_Exercise objective_:
Write out exactly the lines below that run from the one containing "Phrase: wispy cloud" through the one containing "Phrase: wheat field", both included, with no other lines.

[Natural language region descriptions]
━━━━━━━━━━━━━━━━━━━━━━━━━━━━━━

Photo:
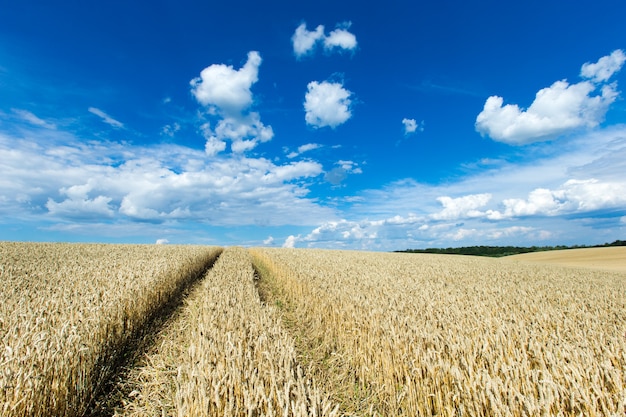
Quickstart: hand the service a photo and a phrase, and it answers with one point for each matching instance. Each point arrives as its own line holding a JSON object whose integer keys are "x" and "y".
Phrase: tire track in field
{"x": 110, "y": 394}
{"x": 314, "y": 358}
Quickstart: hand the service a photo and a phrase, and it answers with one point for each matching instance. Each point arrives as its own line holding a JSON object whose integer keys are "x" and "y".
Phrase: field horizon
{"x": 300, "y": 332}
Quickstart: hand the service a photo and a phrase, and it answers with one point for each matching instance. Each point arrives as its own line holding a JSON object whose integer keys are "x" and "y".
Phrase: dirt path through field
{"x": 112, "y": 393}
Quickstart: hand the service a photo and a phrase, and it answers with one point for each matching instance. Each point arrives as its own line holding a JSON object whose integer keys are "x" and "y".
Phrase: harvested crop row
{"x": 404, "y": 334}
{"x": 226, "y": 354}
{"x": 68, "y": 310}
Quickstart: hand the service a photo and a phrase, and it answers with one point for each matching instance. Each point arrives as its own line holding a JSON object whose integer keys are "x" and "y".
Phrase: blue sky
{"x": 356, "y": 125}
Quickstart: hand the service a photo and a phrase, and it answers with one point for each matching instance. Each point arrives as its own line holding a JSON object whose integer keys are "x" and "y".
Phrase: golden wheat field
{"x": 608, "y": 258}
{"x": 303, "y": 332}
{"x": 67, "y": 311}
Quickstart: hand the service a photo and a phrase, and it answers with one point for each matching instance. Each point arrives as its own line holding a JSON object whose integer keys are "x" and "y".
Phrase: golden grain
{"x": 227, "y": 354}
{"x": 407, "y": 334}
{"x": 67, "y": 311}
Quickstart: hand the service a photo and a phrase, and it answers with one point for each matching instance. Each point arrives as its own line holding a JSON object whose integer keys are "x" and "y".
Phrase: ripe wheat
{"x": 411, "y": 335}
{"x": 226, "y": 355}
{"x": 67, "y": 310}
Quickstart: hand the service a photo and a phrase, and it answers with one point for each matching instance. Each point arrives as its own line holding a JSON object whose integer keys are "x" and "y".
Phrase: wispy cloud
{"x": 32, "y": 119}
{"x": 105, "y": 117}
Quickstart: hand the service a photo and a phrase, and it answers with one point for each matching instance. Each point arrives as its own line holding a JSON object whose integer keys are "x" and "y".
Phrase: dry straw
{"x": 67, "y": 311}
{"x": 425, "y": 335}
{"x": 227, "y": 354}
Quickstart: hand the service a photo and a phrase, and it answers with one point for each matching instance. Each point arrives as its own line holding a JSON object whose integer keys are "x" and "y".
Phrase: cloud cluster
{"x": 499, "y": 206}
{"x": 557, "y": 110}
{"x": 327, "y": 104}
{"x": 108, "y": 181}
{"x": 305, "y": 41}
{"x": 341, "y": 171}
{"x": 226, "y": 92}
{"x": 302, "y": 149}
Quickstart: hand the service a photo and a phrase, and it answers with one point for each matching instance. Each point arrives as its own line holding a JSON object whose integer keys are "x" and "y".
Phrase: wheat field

━━━━━━━━━━━━━━━━━━━━━━━━━━━━━━

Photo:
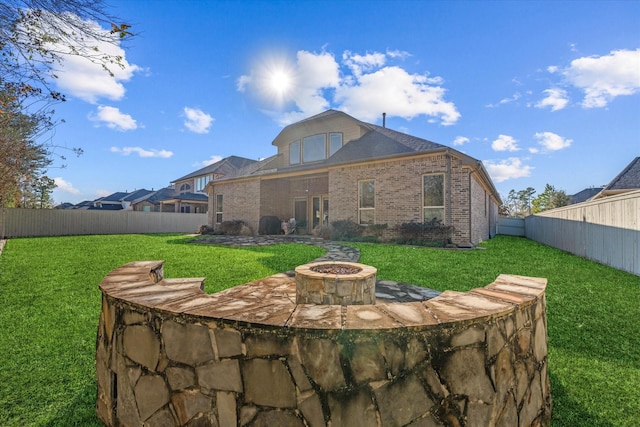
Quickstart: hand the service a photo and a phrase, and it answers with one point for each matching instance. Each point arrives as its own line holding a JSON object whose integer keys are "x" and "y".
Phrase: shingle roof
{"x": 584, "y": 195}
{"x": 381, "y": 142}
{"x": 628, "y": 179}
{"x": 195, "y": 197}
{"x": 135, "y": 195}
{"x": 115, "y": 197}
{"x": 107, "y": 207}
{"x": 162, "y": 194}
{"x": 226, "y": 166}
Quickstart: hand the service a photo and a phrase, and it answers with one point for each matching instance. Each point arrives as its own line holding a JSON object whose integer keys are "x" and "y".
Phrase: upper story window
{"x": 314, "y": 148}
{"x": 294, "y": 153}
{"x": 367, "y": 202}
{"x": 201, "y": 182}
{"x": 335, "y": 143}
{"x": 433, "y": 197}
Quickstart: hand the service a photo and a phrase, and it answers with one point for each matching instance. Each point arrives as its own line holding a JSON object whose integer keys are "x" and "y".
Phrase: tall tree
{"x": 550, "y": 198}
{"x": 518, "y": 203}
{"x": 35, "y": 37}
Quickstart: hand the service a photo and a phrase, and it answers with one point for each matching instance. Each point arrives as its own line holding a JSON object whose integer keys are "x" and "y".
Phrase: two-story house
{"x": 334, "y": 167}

━━━━━━━━━━━━━━━━━━━━━━━━━━━━━━

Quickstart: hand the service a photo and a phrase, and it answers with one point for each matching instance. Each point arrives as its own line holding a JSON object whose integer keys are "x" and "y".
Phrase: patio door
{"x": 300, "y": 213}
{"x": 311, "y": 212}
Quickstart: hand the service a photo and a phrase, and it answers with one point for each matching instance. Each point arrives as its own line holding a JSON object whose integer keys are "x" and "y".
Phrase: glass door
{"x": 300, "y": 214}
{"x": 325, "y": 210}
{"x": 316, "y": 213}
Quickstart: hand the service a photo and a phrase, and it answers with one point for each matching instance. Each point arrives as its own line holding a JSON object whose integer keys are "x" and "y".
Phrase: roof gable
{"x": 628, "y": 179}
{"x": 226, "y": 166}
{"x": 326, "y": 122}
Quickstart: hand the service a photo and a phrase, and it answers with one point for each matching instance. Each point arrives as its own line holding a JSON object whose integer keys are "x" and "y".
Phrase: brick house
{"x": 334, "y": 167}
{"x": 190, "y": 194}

━━━━━━━━━━━━━━━━━━━━━━━━━━━━━━

_Task output_:
Phrase: wispy cloud
{"x": 32, "y": 119}
{"x": 105, "y": 117}
Quickstart: hand the service a photo and a phrase, and it answers with one point for each matching instance. Each point arrives as its own line holding a JSON object whose integer keys are "x" and "y".
Phrase: dry straw
{"x": 67, "y": 311}
{"x": 425, "y": 335}
{"x": 227, "y": 354}
Quickstart: hand the service a photo and a phrase, and it answers with one point for each matching instance. Each point arrives as its own line holding a JSON object whose integer keys are "x" and "y".
Phrase: cloud cluster
{"x": 499, "y": 206}
{"x": 557, "y": 110}
{"x": 327, "y": 104}
{"x": 108, "y": 181}
{"x": 305, "y": 41}
{"x": 341, "y": 171}
{"x": 226, "y": 92}
{"x": 302, "y": 149}
Quickstart: hand the service a photo and a phrase, and it answers with one point for each matching instance. Each point arrives as its own line holding a JSON object whose integer keys are "x" and "y".
Phrase: wheat field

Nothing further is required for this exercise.